Among the records below, find each line containing the word "query" and copy it.

··· AVAILABLE DATA

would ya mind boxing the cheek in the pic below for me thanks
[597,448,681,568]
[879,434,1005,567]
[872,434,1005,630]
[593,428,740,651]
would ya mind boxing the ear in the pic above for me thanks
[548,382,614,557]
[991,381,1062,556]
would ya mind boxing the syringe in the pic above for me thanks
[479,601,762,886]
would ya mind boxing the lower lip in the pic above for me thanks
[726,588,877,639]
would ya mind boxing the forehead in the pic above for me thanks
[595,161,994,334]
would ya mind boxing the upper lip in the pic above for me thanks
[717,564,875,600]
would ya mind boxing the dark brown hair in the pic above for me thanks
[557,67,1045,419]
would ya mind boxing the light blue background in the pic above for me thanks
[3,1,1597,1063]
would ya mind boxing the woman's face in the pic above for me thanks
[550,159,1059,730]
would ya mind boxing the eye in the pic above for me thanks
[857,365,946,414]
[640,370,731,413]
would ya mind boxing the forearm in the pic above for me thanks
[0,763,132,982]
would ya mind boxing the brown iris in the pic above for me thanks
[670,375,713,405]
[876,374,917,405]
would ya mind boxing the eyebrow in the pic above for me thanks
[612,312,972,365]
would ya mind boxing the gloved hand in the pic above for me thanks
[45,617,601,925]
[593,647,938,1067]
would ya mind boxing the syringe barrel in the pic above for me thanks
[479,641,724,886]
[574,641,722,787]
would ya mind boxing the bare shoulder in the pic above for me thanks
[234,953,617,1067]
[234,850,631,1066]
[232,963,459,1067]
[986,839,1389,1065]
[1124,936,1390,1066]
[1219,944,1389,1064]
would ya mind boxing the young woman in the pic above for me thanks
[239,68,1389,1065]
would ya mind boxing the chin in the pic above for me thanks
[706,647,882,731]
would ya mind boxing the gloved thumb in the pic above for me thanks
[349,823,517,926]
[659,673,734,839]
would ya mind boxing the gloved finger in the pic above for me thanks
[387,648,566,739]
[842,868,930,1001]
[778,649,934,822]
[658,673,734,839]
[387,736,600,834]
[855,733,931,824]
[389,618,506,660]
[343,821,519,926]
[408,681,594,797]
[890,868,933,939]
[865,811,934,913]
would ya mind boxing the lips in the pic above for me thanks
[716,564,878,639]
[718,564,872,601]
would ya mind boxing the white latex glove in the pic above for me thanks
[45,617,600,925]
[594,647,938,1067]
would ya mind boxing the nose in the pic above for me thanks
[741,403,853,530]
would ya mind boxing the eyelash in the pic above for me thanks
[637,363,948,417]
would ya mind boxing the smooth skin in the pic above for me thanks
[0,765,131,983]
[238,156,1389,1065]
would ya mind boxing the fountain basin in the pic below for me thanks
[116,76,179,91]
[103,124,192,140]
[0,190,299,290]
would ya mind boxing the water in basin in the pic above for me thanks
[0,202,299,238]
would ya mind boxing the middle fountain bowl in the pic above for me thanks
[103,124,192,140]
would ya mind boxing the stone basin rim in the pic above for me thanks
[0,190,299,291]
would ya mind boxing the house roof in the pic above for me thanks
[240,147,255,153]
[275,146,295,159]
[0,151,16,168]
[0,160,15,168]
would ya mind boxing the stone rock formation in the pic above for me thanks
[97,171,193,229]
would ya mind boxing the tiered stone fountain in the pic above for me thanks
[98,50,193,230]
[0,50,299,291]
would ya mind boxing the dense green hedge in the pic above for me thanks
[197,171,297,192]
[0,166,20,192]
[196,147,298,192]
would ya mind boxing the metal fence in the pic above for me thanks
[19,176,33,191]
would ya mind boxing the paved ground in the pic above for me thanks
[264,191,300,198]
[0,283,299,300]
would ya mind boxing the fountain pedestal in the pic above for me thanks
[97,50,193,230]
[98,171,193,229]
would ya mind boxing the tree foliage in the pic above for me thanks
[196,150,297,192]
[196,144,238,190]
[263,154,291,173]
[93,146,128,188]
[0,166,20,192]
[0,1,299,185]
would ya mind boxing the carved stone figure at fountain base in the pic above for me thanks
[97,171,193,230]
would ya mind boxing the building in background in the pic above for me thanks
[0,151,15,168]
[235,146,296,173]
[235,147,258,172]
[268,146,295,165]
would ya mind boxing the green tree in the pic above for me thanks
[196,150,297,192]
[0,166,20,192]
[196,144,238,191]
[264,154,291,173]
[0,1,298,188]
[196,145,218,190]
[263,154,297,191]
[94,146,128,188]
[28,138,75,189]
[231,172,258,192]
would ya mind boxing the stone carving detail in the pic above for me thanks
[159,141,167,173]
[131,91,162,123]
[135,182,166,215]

······
··· AVAILABLE DATA

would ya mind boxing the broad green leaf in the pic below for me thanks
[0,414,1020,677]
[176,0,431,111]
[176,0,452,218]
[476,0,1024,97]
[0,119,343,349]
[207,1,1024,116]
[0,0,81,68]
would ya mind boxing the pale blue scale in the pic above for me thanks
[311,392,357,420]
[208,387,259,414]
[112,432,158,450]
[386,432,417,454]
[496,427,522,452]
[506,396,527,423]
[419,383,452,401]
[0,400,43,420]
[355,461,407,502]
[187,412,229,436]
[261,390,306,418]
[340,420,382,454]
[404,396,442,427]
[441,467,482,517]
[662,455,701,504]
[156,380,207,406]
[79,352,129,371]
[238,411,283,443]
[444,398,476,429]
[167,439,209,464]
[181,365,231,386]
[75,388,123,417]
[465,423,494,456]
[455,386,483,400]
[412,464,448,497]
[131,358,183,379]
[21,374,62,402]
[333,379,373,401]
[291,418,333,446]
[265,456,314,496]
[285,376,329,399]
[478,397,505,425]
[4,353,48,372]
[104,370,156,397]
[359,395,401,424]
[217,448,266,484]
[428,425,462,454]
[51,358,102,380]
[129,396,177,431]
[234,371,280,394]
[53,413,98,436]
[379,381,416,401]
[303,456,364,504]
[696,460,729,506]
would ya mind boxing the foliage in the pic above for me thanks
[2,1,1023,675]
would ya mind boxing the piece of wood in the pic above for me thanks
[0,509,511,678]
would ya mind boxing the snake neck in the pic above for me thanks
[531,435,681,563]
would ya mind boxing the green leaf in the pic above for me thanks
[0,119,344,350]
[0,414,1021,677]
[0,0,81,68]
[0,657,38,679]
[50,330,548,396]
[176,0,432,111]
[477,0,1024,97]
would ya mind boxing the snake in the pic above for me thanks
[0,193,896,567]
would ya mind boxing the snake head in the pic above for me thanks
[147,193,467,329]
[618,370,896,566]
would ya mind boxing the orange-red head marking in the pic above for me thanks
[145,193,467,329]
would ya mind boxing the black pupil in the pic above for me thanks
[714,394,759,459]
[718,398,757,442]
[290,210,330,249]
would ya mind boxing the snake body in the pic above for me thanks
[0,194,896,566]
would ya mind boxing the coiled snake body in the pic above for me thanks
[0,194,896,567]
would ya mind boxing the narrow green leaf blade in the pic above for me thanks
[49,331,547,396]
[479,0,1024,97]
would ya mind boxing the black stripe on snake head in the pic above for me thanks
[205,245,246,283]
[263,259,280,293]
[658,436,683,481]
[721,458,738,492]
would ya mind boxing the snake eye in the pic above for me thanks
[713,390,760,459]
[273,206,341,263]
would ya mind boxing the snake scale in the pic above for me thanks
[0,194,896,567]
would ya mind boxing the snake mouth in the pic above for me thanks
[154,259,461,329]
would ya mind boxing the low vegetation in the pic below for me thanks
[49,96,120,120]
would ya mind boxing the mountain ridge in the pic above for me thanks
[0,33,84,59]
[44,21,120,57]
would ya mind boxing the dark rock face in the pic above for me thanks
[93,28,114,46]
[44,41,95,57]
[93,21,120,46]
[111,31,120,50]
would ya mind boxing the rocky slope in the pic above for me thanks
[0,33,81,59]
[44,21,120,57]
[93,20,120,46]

······
··· AVAILABLE DATA

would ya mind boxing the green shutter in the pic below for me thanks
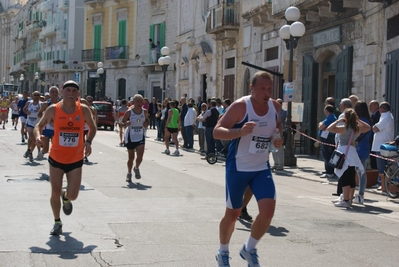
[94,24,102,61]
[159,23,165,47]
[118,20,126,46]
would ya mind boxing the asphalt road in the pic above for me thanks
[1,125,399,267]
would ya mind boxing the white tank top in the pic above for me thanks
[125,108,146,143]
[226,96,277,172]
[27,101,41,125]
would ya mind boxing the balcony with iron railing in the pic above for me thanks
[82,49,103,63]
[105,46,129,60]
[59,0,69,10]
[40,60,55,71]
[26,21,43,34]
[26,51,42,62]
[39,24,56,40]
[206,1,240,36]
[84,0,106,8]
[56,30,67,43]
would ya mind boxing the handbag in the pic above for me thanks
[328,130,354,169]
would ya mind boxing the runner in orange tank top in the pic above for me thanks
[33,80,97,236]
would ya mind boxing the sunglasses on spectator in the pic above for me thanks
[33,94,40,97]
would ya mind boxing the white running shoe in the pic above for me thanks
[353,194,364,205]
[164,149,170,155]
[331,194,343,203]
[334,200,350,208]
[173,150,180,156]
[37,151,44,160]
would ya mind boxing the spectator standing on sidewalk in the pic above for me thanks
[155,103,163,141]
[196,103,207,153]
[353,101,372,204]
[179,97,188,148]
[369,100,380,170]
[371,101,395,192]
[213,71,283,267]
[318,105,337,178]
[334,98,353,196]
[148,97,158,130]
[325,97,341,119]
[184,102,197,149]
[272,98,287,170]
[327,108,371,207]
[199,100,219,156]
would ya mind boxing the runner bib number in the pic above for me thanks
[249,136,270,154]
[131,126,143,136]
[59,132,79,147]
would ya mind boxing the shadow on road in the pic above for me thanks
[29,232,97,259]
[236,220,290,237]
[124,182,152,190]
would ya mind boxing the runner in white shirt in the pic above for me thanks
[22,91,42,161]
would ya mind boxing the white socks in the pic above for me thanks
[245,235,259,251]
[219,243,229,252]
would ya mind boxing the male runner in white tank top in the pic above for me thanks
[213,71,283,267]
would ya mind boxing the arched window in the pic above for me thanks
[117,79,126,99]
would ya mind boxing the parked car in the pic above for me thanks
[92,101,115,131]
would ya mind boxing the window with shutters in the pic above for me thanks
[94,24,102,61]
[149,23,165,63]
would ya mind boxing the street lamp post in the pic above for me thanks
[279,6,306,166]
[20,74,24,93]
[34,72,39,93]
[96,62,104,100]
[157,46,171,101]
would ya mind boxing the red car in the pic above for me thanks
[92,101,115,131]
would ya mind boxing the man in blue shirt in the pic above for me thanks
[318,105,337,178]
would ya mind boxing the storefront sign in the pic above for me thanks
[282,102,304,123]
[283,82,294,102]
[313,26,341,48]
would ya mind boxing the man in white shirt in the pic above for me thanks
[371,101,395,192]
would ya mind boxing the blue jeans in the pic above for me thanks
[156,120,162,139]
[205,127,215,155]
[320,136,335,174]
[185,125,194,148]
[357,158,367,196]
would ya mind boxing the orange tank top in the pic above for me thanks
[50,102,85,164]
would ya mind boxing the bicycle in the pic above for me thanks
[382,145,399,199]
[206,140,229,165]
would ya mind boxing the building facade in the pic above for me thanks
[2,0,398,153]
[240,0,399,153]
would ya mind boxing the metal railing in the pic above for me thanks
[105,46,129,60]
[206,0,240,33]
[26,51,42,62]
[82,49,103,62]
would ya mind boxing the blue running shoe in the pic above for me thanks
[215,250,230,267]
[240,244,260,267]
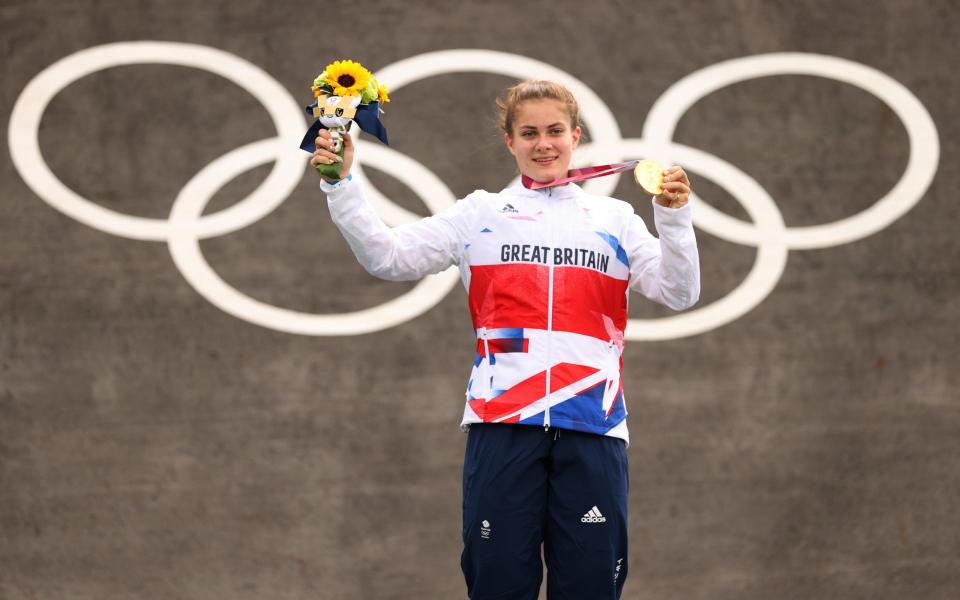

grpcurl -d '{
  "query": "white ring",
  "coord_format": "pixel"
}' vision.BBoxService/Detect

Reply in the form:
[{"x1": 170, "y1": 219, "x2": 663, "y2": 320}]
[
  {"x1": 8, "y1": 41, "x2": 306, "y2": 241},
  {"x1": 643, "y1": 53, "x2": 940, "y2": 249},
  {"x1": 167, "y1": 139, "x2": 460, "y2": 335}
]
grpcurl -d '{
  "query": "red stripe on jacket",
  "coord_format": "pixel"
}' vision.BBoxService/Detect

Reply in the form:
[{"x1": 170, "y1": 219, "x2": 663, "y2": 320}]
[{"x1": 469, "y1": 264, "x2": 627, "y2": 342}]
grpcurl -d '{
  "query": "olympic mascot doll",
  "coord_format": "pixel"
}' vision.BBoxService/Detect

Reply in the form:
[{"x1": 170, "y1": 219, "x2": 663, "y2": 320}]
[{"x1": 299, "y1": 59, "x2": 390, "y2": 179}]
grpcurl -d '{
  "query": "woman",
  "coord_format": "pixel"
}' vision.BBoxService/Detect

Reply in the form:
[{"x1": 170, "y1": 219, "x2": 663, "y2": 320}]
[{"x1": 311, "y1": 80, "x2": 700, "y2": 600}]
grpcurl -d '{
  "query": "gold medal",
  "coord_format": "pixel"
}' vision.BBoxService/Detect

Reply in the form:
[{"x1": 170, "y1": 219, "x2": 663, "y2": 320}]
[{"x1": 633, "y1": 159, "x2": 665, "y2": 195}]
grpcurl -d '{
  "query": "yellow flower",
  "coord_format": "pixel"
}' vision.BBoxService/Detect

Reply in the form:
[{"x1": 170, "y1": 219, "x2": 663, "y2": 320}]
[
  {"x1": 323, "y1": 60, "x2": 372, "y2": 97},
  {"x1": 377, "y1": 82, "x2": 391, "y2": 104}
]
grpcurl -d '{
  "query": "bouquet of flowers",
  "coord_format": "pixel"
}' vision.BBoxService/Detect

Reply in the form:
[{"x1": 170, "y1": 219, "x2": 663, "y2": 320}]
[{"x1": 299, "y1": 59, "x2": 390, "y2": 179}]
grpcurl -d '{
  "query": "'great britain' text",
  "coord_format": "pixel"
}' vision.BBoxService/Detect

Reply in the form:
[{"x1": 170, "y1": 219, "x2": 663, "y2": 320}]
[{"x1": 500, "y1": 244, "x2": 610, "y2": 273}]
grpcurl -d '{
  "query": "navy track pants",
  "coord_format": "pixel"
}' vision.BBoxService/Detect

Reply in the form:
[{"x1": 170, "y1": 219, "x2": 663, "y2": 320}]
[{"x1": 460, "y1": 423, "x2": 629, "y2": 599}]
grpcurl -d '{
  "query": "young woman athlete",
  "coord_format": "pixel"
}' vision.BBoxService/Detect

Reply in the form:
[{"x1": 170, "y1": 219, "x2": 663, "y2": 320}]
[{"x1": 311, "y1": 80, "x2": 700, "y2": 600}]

······

ANSWER BOX -
  "query": "white ring",
  "query": "red stripe on jacket",
  "query": "olympic mascot doll",
  "query": "woman",
  "query": "gold medal",
  "query": "yellow flower",
  "query": "bouquet of flowers",
  "query": "'great britain' text",
  "query": "navy track pants",
  "query": "young woman athlete",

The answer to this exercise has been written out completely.